**Task to carry out:** With the line containing "Target: rocky shoreline" as the starting point, output the remaining lines of the data exactly as they are, through the last.

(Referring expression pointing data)
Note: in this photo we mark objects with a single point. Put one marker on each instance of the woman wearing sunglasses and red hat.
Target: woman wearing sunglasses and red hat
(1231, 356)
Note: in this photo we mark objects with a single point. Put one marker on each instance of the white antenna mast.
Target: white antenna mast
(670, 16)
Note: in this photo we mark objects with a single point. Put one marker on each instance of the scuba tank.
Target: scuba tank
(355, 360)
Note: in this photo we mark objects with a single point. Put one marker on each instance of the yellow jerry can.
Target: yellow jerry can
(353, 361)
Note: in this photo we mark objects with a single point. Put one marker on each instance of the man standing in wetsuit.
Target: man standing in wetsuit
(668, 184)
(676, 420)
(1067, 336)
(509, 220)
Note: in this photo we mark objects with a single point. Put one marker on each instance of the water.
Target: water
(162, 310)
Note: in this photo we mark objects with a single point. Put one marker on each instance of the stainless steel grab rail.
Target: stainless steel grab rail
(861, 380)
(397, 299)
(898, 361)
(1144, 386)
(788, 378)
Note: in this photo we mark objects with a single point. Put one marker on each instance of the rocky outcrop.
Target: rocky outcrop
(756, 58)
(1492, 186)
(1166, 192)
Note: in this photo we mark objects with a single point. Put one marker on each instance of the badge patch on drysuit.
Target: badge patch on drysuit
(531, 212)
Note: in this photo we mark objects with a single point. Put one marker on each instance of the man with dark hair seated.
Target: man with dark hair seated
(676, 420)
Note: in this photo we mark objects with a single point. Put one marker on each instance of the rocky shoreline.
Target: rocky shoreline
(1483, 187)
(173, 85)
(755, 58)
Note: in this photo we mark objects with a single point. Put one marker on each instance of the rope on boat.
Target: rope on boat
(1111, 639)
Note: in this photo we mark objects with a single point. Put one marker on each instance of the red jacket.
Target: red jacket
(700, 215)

**Output below:**
Target: rocky shoreline
(1483, 187)
(173, 85)
(755, 58)
Note: in this photo we mark objects with a single point. Put one marker on each instance of the rope on boat.
Target: rope on boat
(1111, 639)
Note: in this photo we mark objects with a single point. Put one marker on each instance of the red jacket.
Target: red jacket
(700, 215)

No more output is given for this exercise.